%%

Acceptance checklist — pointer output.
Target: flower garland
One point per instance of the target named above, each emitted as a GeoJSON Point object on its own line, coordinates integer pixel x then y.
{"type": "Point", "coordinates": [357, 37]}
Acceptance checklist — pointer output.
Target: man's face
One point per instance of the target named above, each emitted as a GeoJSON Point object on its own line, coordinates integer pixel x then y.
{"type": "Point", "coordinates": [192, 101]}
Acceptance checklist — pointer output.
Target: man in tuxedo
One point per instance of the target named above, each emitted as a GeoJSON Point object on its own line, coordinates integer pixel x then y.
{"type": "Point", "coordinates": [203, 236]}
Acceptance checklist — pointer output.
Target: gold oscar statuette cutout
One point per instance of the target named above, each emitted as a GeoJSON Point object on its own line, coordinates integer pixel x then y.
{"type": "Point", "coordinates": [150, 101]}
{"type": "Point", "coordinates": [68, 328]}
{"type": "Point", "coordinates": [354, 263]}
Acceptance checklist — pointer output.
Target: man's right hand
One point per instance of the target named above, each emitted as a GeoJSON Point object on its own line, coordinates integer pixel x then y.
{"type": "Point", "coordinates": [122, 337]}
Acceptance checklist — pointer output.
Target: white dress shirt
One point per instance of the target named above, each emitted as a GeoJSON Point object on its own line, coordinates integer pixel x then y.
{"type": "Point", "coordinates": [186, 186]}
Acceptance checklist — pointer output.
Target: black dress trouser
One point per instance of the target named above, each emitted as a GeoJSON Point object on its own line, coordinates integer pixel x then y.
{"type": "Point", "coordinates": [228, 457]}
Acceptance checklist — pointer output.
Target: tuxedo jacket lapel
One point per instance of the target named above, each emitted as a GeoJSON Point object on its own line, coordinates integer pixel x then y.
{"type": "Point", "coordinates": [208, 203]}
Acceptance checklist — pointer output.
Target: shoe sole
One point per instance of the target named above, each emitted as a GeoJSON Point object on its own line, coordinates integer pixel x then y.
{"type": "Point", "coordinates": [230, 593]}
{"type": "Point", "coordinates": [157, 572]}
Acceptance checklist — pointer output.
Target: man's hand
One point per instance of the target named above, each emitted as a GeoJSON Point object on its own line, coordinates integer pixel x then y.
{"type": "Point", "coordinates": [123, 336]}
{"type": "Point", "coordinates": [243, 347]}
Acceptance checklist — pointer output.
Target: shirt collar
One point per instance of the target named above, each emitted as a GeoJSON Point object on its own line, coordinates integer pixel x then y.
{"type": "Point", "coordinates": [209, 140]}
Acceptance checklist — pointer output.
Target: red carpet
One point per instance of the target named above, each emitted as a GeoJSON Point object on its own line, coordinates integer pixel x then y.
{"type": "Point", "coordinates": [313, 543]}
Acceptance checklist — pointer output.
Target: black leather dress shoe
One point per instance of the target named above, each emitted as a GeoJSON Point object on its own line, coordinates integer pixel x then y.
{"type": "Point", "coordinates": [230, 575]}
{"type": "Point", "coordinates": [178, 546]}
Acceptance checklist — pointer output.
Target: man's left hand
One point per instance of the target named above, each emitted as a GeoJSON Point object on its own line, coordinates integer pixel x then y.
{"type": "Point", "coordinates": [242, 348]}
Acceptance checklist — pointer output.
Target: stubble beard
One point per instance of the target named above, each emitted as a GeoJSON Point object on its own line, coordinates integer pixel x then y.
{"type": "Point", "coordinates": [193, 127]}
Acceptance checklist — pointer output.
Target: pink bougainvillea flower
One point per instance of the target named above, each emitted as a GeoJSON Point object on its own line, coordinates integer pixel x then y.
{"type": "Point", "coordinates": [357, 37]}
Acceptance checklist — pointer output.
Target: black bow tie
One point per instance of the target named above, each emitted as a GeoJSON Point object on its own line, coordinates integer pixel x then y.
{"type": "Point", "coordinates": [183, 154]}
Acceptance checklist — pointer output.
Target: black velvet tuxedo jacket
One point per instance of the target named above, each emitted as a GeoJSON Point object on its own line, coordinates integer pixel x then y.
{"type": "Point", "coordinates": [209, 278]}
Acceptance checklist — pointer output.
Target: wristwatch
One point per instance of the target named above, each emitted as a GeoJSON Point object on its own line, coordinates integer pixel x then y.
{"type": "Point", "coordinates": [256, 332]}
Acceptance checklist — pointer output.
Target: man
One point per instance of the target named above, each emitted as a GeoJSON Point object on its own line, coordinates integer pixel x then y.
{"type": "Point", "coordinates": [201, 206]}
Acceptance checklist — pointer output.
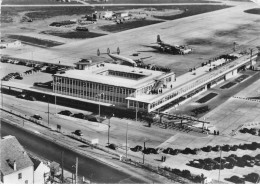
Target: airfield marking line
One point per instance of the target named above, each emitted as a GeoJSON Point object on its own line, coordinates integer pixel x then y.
{"type": "Point", "coordinates": [93, 5]}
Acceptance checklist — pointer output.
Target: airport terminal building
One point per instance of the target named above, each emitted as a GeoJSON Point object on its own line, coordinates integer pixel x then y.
{"type": "Point", "coordinates": [144, 89]}
{"type": "Point", "coordinates": [112, 83]}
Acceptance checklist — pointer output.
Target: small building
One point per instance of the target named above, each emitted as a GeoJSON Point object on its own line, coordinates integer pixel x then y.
{"type": "Point", "coordinates": [41, 171]}
{"type": "Point", "coordinates": [16, 166]}
{"type": "Point", "coordinates": [121, 14]}
{"type": "Point", "coordinates": [8, 43]}
{"type": "Point", "coordinates": [107, 14]}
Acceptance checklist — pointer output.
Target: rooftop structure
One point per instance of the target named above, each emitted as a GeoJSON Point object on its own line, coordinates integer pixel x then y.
{"type": "Point", "coordinates": [16, 166]}
{"type": "Point", "coordinates": [111, 83]}
{"type": "Point", "coordinates": [145, 89]}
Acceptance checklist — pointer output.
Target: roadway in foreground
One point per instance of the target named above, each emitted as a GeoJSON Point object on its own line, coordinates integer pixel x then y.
{"type": "Point", "coordinates": [94, 170]}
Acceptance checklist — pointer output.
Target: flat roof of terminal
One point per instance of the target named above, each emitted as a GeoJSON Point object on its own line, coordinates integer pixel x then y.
{"type": "Point", "coordinates": [93, 75]}
{"type": "Point", "coordinates": [184, 80]}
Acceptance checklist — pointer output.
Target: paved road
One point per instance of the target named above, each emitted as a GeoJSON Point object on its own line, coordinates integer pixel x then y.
{"type": "Point", "coordinates": [91, 169]}
{"type": "Point", "coordinates": [105, 5]}
{"type": "Point", "coordinates": [137, 132]}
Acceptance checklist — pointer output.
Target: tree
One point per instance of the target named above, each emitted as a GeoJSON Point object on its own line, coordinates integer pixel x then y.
{"type": "Point", "coordinates": [253, 177]}
{"type": "Point", "coordinates": [186, 173]}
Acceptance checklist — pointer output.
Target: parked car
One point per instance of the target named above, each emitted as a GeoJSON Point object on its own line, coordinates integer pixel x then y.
{"type": "Point", "coordinates": [137, 148]}
{"type": "Point", "coordinates": [65, 113]}
{"type": "Point", "coordinates": [91, 118]}
{"type": "Point", "coordinates": [79, 115]}
{"type": "Point", "coordinates": [112, 146]}
{"type": "Point", "coordinates": [78, 133]}
{"type": "Point", "coordinates": [37, 116]}
{"type": "Point", "coordinates": [235, 179]}
{"type": "Point", "coordinates": [22, 96]}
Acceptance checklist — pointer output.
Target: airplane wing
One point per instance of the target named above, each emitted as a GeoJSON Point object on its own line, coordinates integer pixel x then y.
{"type": "Point", "coordinates": [256, 1]}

%%

— Short exercise —
Leave every image out, and retype the material exactly.

— Exercise solution —
Acceptance checklist — pointer output.
Target: flower garland
One point per instance of the target named above, each emitted as a GeoJSON Point object on its own line, coordinates integer pixel x then y.
{"type": "Point", "coordinates": [357, 37]}
Acceptance checklist — pointer output.
Target: man's face
One point per instance of the target named above, each emitted as a GeoJSON Point object on its own line, coordinates integer pixel x then y.
{"type": "Point", "coordinates": [192, 101]}
Acceptance checklist — pointer output.
Target: man in tuxedo
One point per instance of the target named above, each emitted as a GeoJSON Point object on its own line, coordinates integer pixel x then y.
{"type": "Point", "coordinates": [203, 236]}
Acceptance checklist — pointer output.
Target: gold oscar statuette cutout
One point per instance of the target named above, each emitted as a GeoJSON Point object on its own line, coordinates integer pixel x then y.
{"type": "Point", "coordinates": [150, 101]}
{"type": "Point", "coordinates": [68, 328]}
{"type": "Point", "coordinates": [354, 263]}
Acceptance checklist — pointer output.
Target: man's right hand
One point per instance of the target named above, each emitted as a GeoJSON Point object on its own line, coordinates integer pixel x then y.
{"type": "Point", "coordinates": [122, 337]}
Acceptance checklist — pointer output.
Target: white dress shirt
One point per instance of the target named above, each emitted as a GeoJSON Point object on its own line, coordinates integer pixel x then y.
{"type": "Point", "coordinates": [186, 186]}
Acceptance checklist — pointer output.
Target: black dress trouser
One point per instance of the target named above, each emitted as a GeoJSON Point object on its own line, coordinates integer pixel x then y.
{"type": "Point", "coordinates": [228, 457]}
Acceptance checklist — pointer output.
Target: tuxedo jacket lapel
One point per instance of the target named above, each emitted as a GeoJSON Point object on its own line, coordinates integer pixel x then y.
{"type": "Point", "coordinates": [208, 203]}
Acceptance checklist — pointer output.
Target: shoe sole
One point per instance of the target named above, each emitted as a GeoJSON Point object on its own line, coordinates integer pixel x then y.
{"type": "Point", "coordinates": [230, 593]}
{"type": "Point", "coordinates": [157, 572]}
Acceptance checklist — pointer output.
Target: man's hand
One point per instance of the target named above, each emitted as a GeoJSON Point object on its own line, coordinates integer pixel x then y.
{"type": "Point", "coordinates": [123, 336]}
{"type": "Point", "coordinates": [243, 347]}
Acceptance checklist — pointer output.
Target: shirt collar
One point per instance of the target named above, each emitted as a GeoJSON Point object on its own line, coordinates integer pixel x then y.
{"type": "Point", "coordinates": [209, 140]}
Acceptance checklist — pointer output.
Target: red carpet
One point per instance of the target named above, each emitted as a GeoJSON Point object on its own line, coordinates integer pixel x then y.
{"type": "Point", "coordinates": [313, 543]}
Acceptance checklist — pointer output.
Target: black leather dress shoe
One point per instance of the target named above, each emitted as a GeoJSON Point object on its own line, coordinates integer pixel x then y.
{"type": "Point", "coordinates": [230, 575]}
{"type": "Point", "coordinates": [178, 546]}
Acceptance checklist — pointer output.
Target: man's left hand
One point per instance of the target named above, each emitted as a GeoJSON Point object on its own line, coordinates integer pixel x then y.
{"type": "Point", "coordinates": [242, 348]}
Acceptance checklist — pointer output.
Target: stubble beard
One point per instance of the target named above, each emitted as a GeoJSON Point object on its own line, coordinates integer pixel x then y.
{"type": "Point", "coordinates": [193, 127]}
Acceptance checklist — pointer output.
Target: pink bougainvillea flower
One point per instance of the target named above, each emitted as a GeoJSON Point object on its own line, coordinates integer pixel x then y.
{"type": "Point", "coordinates": [357, 37]}
Acceptance checklist — pointer output.
Target: black bow tie
One point per instance of the target named above, each emitted as a GeoJSON Point object on its own line, coordinates integer pixel x then y.
{"type": "Point", "coordinates": [183, 154]}
Acceptance checklist — pointer output.
Target: black velvet tuxedo jacket
One point per instance of the target named above, each emitted as a GeoJSON Point object on its own line, coordinates integer pixel x then y.
{"type": "Point", "coordinates": [209, 278]}
Acceptance checklist — pointer output.
Target: wristwatch
One point per instance of the target named above, each emitted as a GeoJSON Point object on its own line, coordinates integer pixel x then y.
{"type": "Point", "coordinates": [256, 332]}
Acceptance checklist — pointer output.
Target: man
One point per instance of the target named above, each emitted as a GeoJSON Point object on its own line, coordinates integer pixel x then y.
{"type": "Point", "coordinates": [201, 206]}
Acceptance checklist — pointer output.
Target: airfield marking line
One point per instance of the target named above, each emitted as a GeoJSON Point object on its own line, coordinates integer pixel x then y.
{"type": "Point", "coordinates": [93, 5]}
Acceptance checklist — pointer output.
Target: airport terminal building
One point per instance of the target named above, each emitted as a GeoJSON Point object on its own line, coordinates integer pixel x then y.
{"type": "Point", "coordinates": [144, 89]}
{"type": "Point", "coordinates": [112, 83]}
Acceptance checklist — pointer output.
Target: small building
One point per instance of the target named above, each emitted as a GeoJSON Point object on its own line, coordinates integer pixel x then y.
{"type": "Point", "coordinates": [41, 171]}
{"type": "Point", "coordinates": [16, 166]}
{"type": "Point", "coordinates": [121, 14]}
{"type": "Point", "coordinates": [8, 43]}
{"type": "Point", "coordinates": [107, 14]}
Acceptance checklist — pointer output.
Target: rooftop structure
One point per instance of the target named above, each emitted as a GeoJSON Point object on its own line, coordinates integer pixel x then y.
{"type": "Point", "coordinates": [16, 166]}
{"type": "Point", "coordinates": [111, 83]}
{"type": "Point", "coordinates": [145, 89]}
Acceptance checklist — pointer output.
Target: roadway in foreground
One point per instance of the target named above, each emitted as a GeoJSON Point object on its own line, coordinates integer pixel x then y.
{"type": "Point", "coordinates": [94, 170]}
Acceptance checklist — pointer output.
Target: flat roof of terminal
One point per instance of the target named above, each emitted as a GeoJSON Point object on its own line, coordinates integer pixel x then y.
{"type": "Point", "coordinates": [93, 75]}
{"type": "Point", "coordinates": [184, 80]}
Acceptance checklist — pointer output.
Target: paved road
One point per instance of the target named above, each emitted as a GeoJSON Point object on its own line, coordinates integer pixel x then y.
{"type": "Point", "coordinates": [91, 169]}
{"type": "Point", "coordinates": [105, 5]}
{"type": "Point", "coordinates": [137, 132]}
Acceptance checklist — pointer output.
Target: tree
One point per instance of the target named above, each emitted as a GeoJSON Point object on its own line, coordinates integer pixel x then y.
{"type": "Point", "coordinates": [253, 177]}
{"type": "Point", "coordinates": [186, 173]}
Acceptance checklist — pointer output.
Target: parked car
One point per instance of the target named above, each emitted as a GeoJSON Point object on its own line, coordinates integer pixel x then y.
{"type": "Point", "coordinates": [137, 148]}
{"type": "Point", "coordinates": [65, 113]}
{"type": "Point", "coordinates": [91, 118]}
{"type": "Point", "coordinates": [79, 115]}
{"type": "Point", "coordinates": [112, 146]}
{"type": "Point", "coordinates": [78, 133]}
{"type": "Point", "coordinates": [37, 116]}
{"type": "Point", "coordinates": [235, 179]}
{"type": "Point", "coordinates": [22, 96]}
Acceptance checklist — pointer output.
Target: airplane wing
One point per instance of the target named above, each emitted as a GeoJSON Point object on its own line, coordinates integer pixel x then y.
{"type": "Point", "coordinates": [256, 1]}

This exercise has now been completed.